In the thread below, what does one reply say was the only matter in dispute?

EXTRACT:
▽

Being the life of a man at stake, the lawyers couldn't get another
computer to write the appeal on? A classic typewriter? By hand?
Oh, the humanity!
Leandro
On Sat, 29 Sep 2007 09:41:08 -0300, Leandro Rios <··················@gmail.com>
tried to confuse everyone with this message:
>
>I am puzzled: Being the life of a man at stake, the court didn't want to
> wait another twenty minutes?
>Being the life of a man at stake, the lawyers couldn't get another
>computer to write the appeal on? A classic typewriter? By hand?
>
Maybe he was a really bad guy and no one really cared enough?
--
|Don't believe this - you're not worthless ,gr---------.ru
|It's us against millions and we can't take them all... | ue il |
|But we can take them on! | @ma |
| (A Wilhelm Scream - The Rip) |______________|
Timofei Shatrov wrote:
> On Sat, 29 Sep 2007 09:41:08 -0300, Leandro Rios <··················@gmail.com>
> tried to confuse everyone with this message:
>
>
>>I am puzzled: Being the life of a man at stake, the court didn't want to
>> wait another twenty minutes?
Probably one factor was that they had already waited twenty years and
the only thing at dispute was the /method/ of execution, not the guilt
or sentence. So...
>>Being the life of a man at stake, the lawyers couldn't get another
>>computer to write the appeal on? A classic typewriter? By hand?
>>
>
>
> Maybe he was a really bad guy and no one really cared enough?

△

RECORD EXCERPTS:
▽

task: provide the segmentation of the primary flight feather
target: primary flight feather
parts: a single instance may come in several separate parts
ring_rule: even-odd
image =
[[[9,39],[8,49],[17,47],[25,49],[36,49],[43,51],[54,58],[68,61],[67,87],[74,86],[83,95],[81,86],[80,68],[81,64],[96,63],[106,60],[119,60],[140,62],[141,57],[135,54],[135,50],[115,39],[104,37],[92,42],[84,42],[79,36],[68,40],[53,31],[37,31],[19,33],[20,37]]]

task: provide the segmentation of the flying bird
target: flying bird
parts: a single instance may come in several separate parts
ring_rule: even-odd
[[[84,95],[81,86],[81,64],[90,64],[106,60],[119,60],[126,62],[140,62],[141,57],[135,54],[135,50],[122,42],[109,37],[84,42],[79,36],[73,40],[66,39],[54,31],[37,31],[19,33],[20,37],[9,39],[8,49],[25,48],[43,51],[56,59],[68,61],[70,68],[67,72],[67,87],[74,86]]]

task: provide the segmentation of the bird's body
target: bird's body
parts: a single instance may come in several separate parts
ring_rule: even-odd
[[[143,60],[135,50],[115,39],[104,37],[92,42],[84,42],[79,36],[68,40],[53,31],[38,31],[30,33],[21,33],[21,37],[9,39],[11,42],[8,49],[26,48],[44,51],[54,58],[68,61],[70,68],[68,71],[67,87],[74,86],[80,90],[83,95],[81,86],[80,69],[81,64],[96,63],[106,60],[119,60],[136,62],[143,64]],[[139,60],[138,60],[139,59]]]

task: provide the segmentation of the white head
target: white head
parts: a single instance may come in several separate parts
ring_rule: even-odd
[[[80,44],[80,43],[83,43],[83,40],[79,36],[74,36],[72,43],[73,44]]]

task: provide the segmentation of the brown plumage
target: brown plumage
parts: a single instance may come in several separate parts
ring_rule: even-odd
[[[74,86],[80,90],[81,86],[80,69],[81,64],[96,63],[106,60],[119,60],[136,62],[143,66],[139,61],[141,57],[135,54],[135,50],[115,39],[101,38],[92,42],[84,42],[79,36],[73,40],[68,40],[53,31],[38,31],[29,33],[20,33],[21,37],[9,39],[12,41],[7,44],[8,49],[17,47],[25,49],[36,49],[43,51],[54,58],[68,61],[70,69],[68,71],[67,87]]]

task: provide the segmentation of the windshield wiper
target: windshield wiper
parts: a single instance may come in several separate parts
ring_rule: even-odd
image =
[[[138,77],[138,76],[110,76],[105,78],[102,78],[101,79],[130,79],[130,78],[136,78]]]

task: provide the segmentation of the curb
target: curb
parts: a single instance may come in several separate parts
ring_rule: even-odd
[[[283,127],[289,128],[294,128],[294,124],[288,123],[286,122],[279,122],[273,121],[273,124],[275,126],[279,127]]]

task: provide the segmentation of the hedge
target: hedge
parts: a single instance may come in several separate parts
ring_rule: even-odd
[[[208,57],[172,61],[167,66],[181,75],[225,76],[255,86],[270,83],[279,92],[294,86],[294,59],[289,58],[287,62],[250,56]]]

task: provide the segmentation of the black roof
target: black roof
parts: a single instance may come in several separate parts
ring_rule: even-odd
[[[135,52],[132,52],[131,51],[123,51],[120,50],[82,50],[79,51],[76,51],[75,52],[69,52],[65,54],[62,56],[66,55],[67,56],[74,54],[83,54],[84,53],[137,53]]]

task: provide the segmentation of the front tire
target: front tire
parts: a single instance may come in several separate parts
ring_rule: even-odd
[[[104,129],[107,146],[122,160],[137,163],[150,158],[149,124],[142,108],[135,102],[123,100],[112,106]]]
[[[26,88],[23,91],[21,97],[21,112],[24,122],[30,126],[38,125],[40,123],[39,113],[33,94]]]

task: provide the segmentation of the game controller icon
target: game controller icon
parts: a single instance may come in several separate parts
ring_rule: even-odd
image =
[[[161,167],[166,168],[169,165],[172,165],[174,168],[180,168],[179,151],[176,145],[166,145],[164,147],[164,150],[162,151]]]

△

WORKED SOLUTION:
The method of execution, not the guilt or sentence.